• **EXCERTO DO DOCUMENTO**:
----------------

Por Humberto Marchezini


Duas torres gigantescas com quase 90 metros de altura erguem-se do complexo siderúrgico que domina a costa da desbotada cidade industrial de Port Talbot, no País de Gales.

Estes dois altos-fornos são peças centrais da maior instalação siderúrgica da Grã-Bretanha, um complexo de quatro quilómetros quadrados de fábricas cavernosas e transportadores de metal enferrujados na Baía de Swansea que produzem aço eventualmente utilizado em automóveis, latas para feijão cozido e estádios desportivos.

Mas estas estruturas maciças podem desaparecer dentro de alguns anos ou mesmo meses, se os proprietários da fábrica, a Tata Steel, e o governo britânico conseguirem o que querem. O seu plano poderia transformar esta instalação de Port Talbot num dos esforços mais abrangentes da Europa para reduzir as emissões de gases com efeito de estufa na indústria pesada.

----------------

• **MATERIAL FORNECIDO**:
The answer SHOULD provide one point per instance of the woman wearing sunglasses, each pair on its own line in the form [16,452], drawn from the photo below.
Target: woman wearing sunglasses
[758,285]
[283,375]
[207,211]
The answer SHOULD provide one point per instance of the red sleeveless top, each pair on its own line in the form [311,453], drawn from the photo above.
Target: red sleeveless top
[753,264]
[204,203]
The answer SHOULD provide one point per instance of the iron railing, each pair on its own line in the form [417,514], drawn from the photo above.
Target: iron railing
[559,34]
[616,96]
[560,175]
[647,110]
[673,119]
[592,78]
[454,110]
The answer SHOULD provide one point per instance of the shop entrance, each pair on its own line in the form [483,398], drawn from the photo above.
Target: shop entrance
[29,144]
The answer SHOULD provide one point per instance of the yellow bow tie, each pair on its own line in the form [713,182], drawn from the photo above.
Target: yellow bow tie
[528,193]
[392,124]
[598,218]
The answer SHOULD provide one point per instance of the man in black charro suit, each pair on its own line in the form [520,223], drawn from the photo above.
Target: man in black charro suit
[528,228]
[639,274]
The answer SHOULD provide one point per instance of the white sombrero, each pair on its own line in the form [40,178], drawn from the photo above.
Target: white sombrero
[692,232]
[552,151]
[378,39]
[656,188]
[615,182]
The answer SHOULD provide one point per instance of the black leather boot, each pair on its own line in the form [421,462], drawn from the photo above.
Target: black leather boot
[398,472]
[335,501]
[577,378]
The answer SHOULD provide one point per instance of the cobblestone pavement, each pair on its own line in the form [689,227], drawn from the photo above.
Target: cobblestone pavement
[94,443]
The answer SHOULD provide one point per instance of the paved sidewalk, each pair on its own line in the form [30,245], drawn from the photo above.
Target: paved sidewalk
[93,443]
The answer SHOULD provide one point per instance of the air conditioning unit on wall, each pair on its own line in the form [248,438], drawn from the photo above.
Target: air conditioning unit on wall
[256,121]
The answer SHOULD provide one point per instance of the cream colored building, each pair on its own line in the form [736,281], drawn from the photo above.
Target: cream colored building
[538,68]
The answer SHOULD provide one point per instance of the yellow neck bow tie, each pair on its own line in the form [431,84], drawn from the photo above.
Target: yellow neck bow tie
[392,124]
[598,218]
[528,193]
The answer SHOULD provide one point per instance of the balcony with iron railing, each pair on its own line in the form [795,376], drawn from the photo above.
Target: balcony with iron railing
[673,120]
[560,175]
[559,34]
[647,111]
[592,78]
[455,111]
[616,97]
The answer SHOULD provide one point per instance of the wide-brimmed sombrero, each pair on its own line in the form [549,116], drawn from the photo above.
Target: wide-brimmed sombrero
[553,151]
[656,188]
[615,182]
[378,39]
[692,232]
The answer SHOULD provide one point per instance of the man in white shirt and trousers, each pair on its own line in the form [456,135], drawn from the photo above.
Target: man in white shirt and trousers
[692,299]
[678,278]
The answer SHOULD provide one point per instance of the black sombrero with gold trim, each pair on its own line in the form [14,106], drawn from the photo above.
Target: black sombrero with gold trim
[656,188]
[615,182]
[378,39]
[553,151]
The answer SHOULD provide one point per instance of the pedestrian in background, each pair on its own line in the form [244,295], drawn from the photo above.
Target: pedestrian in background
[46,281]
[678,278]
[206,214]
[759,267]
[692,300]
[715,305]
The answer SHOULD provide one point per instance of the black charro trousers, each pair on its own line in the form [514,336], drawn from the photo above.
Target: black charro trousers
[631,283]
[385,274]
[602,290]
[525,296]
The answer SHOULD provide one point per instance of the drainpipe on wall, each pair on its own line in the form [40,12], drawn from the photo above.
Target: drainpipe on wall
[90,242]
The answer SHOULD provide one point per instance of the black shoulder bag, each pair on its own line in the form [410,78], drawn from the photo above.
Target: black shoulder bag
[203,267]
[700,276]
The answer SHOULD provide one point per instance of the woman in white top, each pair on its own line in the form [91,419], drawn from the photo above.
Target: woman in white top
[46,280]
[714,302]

----------------

• **PROBLEMA PROPOSTO A**:
Segundo o excerto, que altura têm aproximadamente as duas torres do complexo siderúrgico de Port Talbot?
• **PROBLEMA PROPOSTO B**:
Passa para um CSV de duas colunas, com os nomes pedido e resposta, os registos que começam na linha com "[410,78], drawn from the photo above." e seguem até ao fim dos registos. Faz uma linha por pedido, com cada campo entre aspas e as quebras de linha substituídas por espaços.
O excerto e os registos não têm qualquer relação entre si.

• **RESOLUÇÃO A**:
Quase 90 metros.

• **RESOLUÇÃO B**:
pedido,resposta
"The answer SHOULD provide one point per instance of the black shoulder bag, each pair on its own line in the form [410,78], drawn from the photo above. Target: black shoulder bag","[203,267] [700,276]"
"The answer SHOULD provide one point per instance of the woman in white top, each pair on its own line in the form [91,419], drawn from the photo above. Target: woman in white top","[46,280] [714,302]"